RISC-V is an open source instruction set architecture (ISA) based on reduced instruction set computer (RISC) principles. Codethink has been working with the RISC-V CPU architecture for several years. We've done some internal projects around hardware design, toolchain support and porting a desktop environment. We also do commercial work in this area, and a project team recently added support to QEMU for an extension to the RISC-V instruction set that provides Vector Cryptography. Read on for details of how they did this work.
Our task, sponsored by SiFive, was to add full support into QEMU (a generic system emulator capable of simulating different architectures) for RISC-V's vector cryptography, vcrypto, extension set. This extension set provides instructions for implementing various cryptographic programs, including AES, SHA-2 and the ShangMi suites. Adding support to QEMU is one of the required steps for getting the extension ratified.
Unlike its scalar equivalent (which had already been implemented in QEMU) the vector cryptography extension leverages vector registers to increase the throughput of cryptographic operations. Such registers can be of varying bit lengths and are divided into element groups of some smaller length. A cryptographic operation can then be applied to all the element groups at once.
Vector processing achieves a similar goal as to SIMD's, but purports to have some subtle advantages. With vector processing the CPU is given maximal information regarding the data it is operating on, which may in principle allow it to implement optimisations such as "vector chaining"1. The RISC-V implementation is also more flexible – for example the instructions are independent of vector register length.
QEMU
For each instruction in the vcrypto extension we had to add support for:
-
decoding the instruction's bit pattern
-
checking the instruction was valid
-
translating it into the host's instruction set.
To show how this was done let's work through vaesz
as an example – one of the
simplest vector crypto instructions. See the entry (at the time of writing) for
this instruction in the specification
here.
This instruction is part of the Zvkned
extension, which implements the AES
block cipher.
As you can see in the specification document, this instruction takes as
arguments two vector registers, labelled vd
and vs2
(only the first element
group from vs2
is used – hence the term scalar). vd
is then overwritten by
the output from the instruction.
In order to support this instruction in QEMU, the first step is to add its
bitwise encoding to
target/riscv/insn32.decode
,
allowing QEMU to recognise the instruction when it appears in binary. The
encoding is given by the table in the "Encoding (Vector-Scalar)" section, which
is shown graphically above. Note, OP-P
and OPMVV
correspond to 1110111
and 010
respectively.
The RISC-V vector spec defines several parameters that can be used to tune
the behaviour of the vector instructions. Such changes can render an
instruction illegal, so the next step is to have QEMU check this. For our
instruction vaesz
, the requirements are contained within the if
clause of
the pseudo code. (vstart%EGS)<>0
checks that the starting location of the
data within the register is valid and LMUL*VLEN < EGW
that enough register
space is provided for at least one element group.
Next we need to handle translating the RISC-V instruction into the host's
instruction set. As you might expect, QEMU has quite a lot of tooling already
setup for implementing this. We just needed to implement the pseudo code
written in the spec as C code and then QEMU would handle the dynamic
translation of this to the host's instruction set using its backend,
TCG. You may be able to
decipher that the pseudo code iterates across element groups in vd
and
applies a bitwise or
operation against the scalar in vs2
. QEMU treats
vector registers as arrays, so this was relatively simple to implement.

> **Image entries on named regions**:
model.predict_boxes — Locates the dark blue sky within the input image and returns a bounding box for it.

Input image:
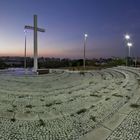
[0,0,140,58]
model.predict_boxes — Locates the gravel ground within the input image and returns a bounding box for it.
[0,67,140,140]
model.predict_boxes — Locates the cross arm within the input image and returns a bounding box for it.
[24,25,45,32]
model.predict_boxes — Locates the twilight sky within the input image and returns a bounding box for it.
[0,0,140,58]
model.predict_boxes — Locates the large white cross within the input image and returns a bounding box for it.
[24,15,45,72]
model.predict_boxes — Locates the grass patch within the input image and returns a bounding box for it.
[130,104,140,108]
[7,109,14,112]
[11,118,16,122]
[26,105,33,108]
[90,116,96,122]
[112,93,123,98]
[125,96,131,100]
[39,119,45,126]
[105,98,110,101]
[40,99,44,102]
[76,108,87,115]
[90,93,101,98]
[25,110,31,114]
[45,103,53,107]
[79,71,85,76]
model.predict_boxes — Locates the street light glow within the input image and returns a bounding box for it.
[127,42,133,47]
[125,34,130,40]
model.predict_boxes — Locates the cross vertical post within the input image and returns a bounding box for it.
[34,15,38,72]
[24,15,45,72]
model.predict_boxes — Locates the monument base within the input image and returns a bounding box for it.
[37,69,49,75]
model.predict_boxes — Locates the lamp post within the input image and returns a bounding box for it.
[127,42,133,57]
[24,30,27,71]
[125,34,131,66]
[83,34,88,70]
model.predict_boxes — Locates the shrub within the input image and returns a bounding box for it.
[130,104,140,108]
[77,108,87,115]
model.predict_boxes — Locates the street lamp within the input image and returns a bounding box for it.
[125,34,130,40]
[127,42,133,57]
[24,30,27,71]
[124,34,132,66]
[83,34,88,70]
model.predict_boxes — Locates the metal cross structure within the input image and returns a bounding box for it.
[24,15,45,72]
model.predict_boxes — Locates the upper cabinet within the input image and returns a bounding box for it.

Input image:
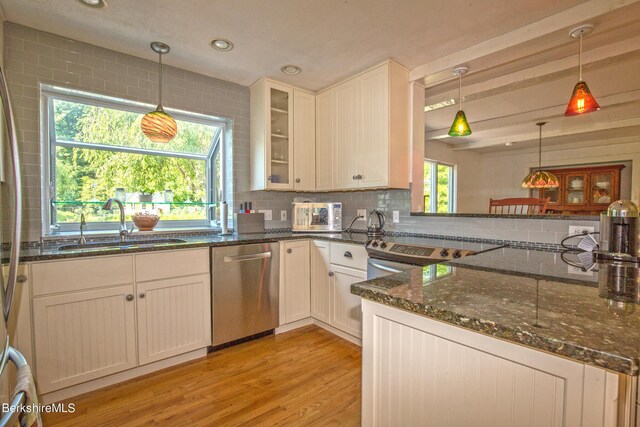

> **Tasks to carry out**:
A) Which company sponsored the work described in the QEMU article?
B) Copy everything in the QEMU article from "Vector processing achieves" down to "vector register length.".
The data has nothing to do with the QEMU article.

> **In response**:
A) SiFive

B)
Vector processing achieves a similar goal as to SIMD's, but purports to have some subtle advantages. With vector processing the CPU is given maximal information regarding the data it is operating on, which may in principle allow it to implement optimisations such as "vector chaining"1. The RISC-V implementation is also more flexible – for example the instructions are independent of vector register length.